_WHAT THIS TASK INVOLVES_
Reproduce word for word the part of the records below that opens with the line containing "the white curly" and closes with the line containing "pixel 887 538", both of those lines included.

>> BEGIN INFORMATION SHOWN

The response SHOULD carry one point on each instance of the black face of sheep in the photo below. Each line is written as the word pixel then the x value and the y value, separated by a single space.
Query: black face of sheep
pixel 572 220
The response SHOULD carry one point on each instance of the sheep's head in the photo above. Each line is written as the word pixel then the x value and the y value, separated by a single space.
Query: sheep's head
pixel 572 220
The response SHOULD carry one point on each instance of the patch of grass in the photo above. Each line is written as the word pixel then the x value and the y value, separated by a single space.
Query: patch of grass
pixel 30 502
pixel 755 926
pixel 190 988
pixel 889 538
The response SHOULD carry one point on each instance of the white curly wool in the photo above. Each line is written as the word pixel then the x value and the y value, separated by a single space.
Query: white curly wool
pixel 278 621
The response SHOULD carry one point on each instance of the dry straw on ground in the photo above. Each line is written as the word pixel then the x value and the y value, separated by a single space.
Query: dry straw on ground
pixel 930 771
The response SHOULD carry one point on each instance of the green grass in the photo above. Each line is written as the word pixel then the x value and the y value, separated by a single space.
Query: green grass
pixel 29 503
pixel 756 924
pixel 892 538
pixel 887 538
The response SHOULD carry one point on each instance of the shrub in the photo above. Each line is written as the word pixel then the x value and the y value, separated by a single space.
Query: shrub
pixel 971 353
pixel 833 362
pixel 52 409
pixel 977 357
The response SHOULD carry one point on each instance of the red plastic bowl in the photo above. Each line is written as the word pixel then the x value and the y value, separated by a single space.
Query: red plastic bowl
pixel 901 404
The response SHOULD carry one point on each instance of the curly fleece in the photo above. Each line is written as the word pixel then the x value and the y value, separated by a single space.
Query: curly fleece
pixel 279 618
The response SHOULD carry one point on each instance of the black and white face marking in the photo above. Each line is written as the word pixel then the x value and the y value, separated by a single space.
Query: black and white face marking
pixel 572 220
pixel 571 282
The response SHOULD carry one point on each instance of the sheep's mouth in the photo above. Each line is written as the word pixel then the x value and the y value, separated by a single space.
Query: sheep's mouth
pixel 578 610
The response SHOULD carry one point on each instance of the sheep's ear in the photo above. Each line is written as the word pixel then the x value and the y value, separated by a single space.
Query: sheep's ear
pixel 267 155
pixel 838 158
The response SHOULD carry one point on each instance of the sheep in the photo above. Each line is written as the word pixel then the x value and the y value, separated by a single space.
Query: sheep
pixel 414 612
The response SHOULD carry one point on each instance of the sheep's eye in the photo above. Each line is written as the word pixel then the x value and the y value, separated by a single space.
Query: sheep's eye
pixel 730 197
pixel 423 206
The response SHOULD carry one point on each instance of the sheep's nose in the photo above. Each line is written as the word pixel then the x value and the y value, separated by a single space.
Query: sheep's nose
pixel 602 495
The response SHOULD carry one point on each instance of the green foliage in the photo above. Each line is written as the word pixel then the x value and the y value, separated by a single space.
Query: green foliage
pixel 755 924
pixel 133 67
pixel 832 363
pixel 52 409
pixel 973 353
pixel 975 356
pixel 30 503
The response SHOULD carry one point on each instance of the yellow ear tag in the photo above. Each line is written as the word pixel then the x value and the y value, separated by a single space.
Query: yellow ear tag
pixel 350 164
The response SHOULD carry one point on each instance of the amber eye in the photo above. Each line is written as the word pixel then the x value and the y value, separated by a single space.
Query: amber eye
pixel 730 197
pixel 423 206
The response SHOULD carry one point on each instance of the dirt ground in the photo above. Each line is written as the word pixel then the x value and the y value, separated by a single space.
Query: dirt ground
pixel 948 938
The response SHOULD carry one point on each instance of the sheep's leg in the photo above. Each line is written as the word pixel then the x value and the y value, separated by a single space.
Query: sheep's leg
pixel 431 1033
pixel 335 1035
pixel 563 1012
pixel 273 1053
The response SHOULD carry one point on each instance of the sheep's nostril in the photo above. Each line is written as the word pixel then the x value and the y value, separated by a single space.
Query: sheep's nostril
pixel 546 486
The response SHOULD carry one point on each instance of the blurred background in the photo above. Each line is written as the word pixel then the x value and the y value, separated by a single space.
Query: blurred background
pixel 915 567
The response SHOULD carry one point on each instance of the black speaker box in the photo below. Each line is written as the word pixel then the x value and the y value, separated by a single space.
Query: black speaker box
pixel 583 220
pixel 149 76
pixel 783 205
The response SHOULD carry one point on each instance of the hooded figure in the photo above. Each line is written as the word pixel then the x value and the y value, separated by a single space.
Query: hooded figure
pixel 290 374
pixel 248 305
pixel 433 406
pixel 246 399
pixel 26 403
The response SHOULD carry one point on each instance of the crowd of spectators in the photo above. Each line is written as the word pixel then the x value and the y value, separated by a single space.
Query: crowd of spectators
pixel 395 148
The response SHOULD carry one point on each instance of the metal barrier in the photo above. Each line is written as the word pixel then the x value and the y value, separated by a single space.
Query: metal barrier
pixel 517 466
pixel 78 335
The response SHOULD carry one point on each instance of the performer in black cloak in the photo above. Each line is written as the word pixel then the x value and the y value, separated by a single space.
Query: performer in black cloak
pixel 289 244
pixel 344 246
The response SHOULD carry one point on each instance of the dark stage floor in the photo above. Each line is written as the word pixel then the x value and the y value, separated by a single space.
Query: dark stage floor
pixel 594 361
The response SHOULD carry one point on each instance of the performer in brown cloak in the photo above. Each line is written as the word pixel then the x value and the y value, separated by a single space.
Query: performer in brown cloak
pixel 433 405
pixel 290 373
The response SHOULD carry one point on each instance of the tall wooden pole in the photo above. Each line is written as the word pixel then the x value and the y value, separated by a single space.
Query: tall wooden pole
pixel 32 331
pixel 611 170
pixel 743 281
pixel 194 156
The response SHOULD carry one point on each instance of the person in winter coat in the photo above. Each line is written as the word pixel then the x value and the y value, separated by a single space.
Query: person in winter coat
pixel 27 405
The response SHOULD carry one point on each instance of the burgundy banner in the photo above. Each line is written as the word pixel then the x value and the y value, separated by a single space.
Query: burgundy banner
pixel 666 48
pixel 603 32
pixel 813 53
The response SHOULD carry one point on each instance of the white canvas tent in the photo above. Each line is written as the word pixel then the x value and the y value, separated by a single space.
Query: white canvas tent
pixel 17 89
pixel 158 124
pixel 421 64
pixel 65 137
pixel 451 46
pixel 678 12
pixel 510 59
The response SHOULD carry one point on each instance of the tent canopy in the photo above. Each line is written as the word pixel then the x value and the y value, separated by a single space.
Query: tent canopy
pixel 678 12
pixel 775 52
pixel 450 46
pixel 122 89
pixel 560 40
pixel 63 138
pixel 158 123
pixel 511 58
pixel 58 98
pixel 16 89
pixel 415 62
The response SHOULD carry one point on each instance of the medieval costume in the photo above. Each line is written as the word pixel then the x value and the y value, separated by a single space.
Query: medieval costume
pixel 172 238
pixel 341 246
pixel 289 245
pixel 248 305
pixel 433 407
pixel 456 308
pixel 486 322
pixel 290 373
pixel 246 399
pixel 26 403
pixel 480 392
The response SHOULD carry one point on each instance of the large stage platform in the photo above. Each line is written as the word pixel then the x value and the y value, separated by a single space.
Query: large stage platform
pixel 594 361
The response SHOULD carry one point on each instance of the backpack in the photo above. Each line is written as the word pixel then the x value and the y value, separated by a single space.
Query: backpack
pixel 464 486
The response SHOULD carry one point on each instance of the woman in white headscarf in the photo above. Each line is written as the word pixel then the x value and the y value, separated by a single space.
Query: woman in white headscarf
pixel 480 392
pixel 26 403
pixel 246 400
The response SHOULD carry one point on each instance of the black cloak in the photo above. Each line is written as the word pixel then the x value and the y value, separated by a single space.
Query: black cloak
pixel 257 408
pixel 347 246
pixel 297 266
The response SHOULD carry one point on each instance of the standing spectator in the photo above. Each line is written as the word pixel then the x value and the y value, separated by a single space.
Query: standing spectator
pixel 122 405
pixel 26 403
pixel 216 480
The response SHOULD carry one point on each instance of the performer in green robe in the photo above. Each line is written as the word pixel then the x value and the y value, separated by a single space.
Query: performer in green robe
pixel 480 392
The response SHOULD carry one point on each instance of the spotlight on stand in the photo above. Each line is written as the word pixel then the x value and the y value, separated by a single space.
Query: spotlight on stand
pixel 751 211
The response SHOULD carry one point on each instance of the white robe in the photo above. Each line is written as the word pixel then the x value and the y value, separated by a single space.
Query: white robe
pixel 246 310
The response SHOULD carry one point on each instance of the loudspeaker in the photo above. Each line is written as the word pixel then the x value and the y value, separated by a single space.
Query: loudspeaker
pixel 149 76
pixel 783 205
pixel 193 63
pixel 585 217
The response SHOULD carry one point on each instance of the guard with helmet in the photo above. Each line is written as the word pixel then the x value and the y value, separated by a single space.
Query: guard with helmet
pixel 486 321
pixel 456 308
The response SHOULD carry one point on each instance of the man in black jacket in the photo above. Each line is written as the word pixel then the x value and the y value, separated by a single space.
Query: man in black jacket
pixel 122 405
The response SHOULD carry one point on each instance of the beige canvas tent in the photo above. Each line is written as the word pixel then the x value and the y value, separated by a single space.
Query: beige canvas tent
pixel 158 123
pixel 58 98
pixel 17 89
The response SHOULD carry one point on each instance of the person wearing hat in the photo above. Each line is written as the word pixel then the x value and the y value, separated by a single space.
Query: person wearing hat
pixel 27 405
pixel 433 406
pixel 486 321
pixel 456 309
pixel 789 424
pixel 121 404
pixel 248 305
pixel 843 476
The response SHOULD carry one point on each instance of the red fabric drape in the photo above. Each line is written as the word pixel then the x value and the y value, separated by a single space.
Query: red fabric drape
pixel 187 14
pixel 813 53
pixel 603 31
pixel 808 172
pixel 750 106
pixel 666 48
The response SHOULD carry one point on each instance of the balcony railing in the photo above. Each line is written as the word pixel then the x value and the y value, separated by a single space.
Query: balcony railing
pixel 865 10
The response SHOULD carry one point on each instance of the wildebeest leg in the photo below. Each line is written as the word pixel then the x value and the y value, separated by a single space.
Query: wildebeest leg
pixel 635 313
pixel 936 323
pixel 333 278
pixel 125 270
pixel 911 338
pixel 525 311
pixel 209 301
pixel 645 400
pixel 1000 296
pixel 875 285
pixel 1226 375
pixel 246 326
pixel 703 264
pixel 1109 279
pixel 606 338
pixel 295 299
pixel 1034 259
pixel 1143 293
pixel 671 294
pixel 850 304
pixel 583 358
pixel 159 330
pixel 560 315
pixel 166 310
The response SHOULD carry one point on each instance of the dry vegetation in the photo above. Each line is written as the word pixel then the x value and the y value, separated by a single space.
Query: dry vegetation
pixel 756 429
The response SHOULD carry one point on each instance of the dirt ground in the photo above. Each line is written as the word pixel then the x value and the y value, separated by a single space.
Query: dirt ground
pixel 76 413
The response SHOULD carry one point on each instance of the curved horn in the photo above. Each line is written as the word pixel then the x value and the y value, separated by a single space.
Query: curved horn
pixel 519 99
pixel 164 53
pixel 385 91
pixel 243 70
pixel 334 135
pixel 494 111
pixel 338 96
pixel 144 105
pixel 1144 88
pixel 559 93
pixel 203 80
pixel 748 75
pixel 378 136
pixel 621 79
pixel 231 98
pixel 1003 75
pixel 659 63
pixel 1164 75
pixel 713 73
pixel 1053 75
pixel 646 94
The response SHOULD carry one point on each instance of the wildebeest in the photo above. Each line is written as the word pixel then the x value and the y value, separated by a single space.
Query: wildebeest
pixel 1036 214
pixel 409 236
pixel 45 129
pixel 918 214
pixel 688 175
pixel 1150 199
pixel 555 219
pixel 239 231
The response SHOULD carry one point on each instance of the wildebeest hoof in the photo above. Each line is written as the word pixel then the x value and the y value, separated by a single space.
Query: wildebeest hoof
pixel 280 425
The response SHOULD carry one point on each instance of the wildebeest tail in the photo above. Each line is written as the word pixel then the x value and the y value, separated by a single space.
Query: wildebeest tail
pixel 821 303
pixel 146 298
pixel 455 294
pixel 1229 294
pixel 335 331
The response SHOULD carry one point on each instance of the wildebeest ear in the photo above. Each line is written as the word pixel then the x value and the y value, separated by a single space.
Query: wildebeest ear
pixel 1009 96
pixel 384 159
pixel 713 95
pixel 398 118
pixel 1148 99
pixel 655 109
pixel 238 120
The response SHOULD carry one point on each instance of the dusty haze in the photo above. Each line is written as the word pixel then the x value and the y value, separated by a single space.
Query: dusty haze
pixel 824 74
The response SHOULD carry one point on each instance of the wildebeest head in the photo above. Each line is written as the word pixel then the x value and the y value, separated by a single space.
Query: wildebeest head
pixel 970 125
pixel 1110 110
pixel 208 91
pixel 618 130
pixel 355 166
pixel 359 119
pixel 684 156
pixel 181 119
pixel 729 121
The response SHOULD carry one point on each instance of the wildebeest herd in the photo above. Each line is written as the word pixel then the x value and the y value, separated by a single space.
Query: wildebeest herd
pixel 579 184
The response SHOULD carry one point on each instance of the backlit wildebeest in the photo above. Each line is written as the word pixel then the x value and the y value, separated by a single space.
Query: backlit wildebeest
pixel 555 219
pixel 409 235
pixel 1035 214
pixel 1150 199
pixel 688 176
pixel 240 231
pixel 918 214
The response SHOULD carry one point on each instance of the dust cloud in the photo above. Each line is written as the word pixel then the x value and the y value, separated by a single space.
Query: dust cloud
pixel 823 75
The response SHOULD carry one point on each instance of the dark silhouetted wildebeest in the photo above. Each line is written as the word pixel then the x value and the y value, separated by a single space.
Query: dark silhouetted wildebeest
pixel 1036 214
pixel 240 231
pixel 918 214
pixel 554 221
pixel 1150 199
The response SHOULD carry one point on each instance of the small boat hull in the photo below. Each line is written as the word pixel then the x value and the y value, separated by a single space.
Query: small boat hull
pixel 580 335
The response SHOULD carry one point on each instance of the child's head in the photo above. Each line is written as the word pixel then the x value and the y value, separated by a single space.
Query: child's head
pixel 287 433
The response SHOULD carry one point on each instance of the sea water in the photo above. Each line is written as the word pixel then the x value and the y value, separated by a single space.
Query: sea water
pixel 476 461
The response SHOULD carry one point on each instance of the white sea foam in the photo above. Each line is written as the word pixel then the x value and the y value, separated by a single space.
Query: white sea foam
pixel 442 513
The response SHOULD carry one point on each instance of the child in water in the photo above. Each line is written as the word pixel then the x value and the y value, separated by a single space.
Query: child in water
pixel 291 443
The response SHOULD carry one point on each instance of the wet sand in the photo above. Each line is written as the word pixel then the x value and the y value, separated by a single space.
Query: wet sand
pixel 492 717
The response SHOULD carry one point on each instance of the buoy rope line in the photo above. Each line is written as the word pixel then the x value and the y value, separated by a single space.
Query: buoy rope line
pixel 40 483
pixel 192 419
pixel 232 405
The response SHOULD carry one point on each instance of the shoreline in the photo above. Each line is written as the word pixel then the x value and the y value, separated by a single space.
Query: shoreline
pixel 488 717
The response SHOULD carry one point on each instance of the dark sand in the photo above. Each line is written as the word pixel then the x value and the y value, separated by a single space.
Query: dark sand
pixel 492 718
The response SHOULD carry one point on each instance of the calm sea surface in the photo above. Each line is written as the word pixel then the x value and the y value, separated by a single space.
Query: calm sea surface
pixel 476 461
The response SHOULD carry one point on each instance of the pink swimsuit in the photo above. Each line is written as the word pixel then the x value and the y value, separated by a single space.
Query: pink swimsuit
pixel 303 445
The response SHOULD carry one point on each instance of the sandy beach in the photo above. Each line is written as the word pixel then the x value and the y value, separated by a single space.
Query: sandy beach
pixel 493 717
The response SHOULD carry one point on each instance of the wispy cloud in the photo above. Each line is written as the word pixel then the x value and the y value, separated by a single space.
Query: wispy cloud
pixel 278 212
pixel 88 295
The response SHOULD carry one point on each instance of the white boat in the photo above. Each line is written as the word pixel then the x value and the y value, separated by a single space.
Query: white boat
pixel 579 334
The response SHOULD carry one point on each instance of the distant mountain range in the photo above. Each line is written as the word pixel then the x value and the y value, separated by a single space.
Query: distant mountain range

>> END INFORMATION SHOWN

_SOLUTION TO THIS PROBLEM_
The response SHOULD carry one point on each instance of the white curly wool in the photo above. Each line is written as the word pixel then the x value and the y value, separated by a single space.
Query: white curly wool
pixel 278 621
The response SHOULD carry one point on each instance of the dry straw on ground in the photo above. Each line is written as the word pixel then the x value and the y value, separated by a single space.
Query: dry straw on ground
pixel 930 771
The response SHOULD carry one point on each instance of the green grass in the photo above. Each line is written as the word pixel then the x value and the y value, separated by a single space.
Query: green grass
pixel 29 503
pixel 756 924
pixel 892 538
pixel 887 538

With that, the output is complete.